» **Excerpted passage**
The Needleman-Wunch Algorithm
Biologists sometimes try to align the DNA of two different plants or animals to see how much of their genome they share in common.
MOUSE: A A T C C G C T A G
RAT: A A A C C C T T A G
+ + - + + - - + + +
Above "+
" means that pieces of DNA match.
Above "-
" means that pieces of DNA mis-match.
You can use the full ASCII character set (128 characters) instead of the letters ATCG
that biologists use.
I recommend using the the Needleman Wunsch Algorithm
Needle-Wunsch is not the fastest algorithm in the world.
However, Needle-Wunsch is easy to understand.
In cases were one string of English text is completely missing a word present in the other text, Needleman Wunsch will match the word to special "GAP" character.
+-------+--------+-------+---+------+----+-----+-------+-----+----+-----+-------+------+
| The | reason | that | I | went | to | the | store | was | to | buy | some | food |
+-------+--------+-------+---+------+----+-----+-------+-----+----+-----+-------+------+
| <GAP> | reason | <GAP> | I | went | 2 | te | store | wuz | 2 | buy | <GAP> | fud |
+-------+--------+-------+---+------+----+-----+-------+-----+----+-----+-------+------+
The special GAP characters are fine.

Data entries
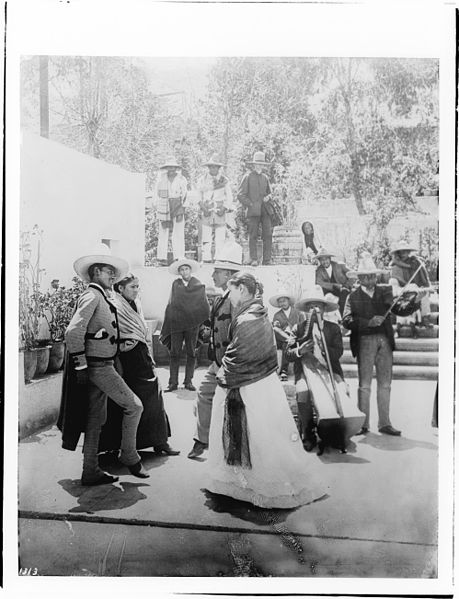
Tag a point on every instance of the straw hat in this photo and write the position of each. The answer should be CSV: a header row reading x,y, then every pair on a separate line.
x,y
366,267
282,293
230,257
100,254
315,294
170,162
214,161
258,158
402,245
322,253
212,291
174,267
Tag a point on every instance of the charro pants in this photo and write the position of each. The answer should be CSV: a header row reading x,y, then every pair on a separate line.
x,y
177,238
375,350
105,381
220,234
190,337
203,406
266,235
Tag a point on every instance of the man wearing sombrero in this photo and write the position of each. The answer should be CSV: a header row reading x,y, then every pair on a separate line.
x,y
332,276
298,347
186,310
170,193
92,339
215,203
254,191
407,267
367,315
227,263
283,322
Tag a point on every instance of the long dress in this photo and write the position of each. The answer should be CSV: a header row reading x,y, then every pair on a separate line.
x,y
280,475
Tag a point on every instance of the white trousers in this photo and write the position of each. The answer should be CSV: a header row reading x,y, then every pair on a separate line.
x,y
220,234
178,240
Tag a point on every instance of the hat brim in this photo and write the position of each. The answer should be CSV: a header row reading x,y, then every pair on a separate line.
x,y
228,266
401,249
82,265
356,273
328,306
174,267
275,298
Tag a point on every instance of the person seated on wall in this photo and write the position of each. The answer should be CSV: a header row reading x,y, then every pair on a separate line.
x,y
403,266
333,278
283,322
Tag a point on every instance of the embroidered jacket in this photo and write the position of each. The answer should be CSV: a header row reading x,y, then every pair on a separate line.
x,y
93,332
...
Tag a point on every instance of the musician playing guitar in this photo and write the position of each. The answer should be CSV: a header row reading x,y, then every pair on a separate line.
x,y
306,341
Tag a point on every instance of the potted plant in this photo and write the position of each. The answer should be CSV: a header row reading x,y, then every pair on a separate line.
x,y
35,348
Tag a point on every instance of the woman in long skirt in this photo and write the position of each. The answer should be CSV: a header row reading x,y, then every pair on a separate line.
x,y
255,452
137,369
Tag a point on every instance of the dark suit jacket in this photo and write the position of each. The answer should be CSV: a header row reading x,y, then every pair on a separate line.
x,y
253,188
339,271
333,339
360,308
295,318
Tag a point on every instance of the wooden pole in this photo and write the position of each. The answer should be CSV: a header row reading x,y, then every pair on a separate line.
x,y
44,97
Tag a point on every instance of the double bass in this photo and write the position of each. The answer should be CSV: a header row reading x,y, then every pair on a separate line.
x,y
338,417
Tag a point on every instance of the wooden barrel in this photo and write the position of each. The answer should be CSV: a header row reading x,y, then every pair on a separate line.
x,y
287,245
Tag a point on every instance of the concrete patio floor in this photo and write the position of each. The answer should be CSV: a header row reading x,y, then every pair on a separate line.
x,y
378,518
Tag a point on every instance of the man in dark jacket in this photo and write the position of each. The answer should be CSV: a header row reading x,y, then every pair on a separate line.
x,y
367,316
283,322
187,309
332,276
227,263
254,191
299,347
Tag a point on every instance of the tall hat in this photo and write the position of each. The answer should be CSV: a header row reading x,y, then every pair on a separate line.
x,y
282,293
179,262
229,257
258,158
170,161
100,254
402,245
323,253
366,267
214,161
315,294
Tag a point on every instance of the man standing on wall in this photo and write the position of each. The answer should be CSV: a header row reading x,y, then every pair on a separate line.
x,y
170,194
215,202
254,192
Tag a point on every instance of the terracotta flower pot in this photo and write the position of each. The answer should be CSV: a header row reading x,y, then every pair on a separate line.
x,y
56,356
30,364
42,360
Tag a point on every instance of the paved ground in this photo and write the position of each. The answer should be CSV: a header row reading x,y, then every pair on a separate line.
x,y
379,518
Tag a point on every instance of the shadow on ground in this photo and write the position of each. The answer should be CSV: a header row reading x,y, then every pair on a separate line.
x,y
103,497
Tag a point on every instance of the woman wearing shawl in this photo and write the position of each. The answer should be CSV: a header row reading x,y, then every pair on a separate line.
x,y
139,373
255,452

» **Tasks**
[1] Quote the sequence-alignment passage, beginning at the words "I recommend using" and stopping after "easy to understand.".
[2] In the sequence-alignment passage, how many characters does the full ASCII character set contain?
[3] Proceed with the sequence-alignment passage from the point where it ends.

» **Answers by item**
[1]
I recommend using the the Needleman Wunsch Algorithm
Needle-Wunsch is not the fastest algorithm in the world.
However, Needle-Wunsch is easy to understand.

[2] 128 characters.

[3]
However, what is in-efficient about Needle Wunsch is that people who wrote the algorithm believed that the order of the gap characters was important. The following are computed as two separate cases:
ALIGNMENT ONE
+---+-------+-------+---+---+
| A | 1 | <GAP> | R | A |
+---+-------+-------+---+---+
| A | <GAP> | B | R | A |
+---+-------+-------+---+---+
ALIGNMENT TWO
+---+-------+-------+---+---+
| A | <GAP> | 1 | R | A |
+---+-------+-------+---+---+
| A | B | <GAP> | R | A |
+---+-------+-------+---+---+
However, if you have two or more gaps in a row, then order of the gaps should not matter.
The Needleman-Wunch algorithm calculates the same thing many times over because whoever wrote the algorithm thought that order mattered a little more than it really does.
The following two alignments have the same score.
Also, both alignments have more or less the same meaning in the "real world" (outside of the computer).
However, the Needleman-Wunch algorithm will compute the scores of the two example alignments twice instead of computing it only one time.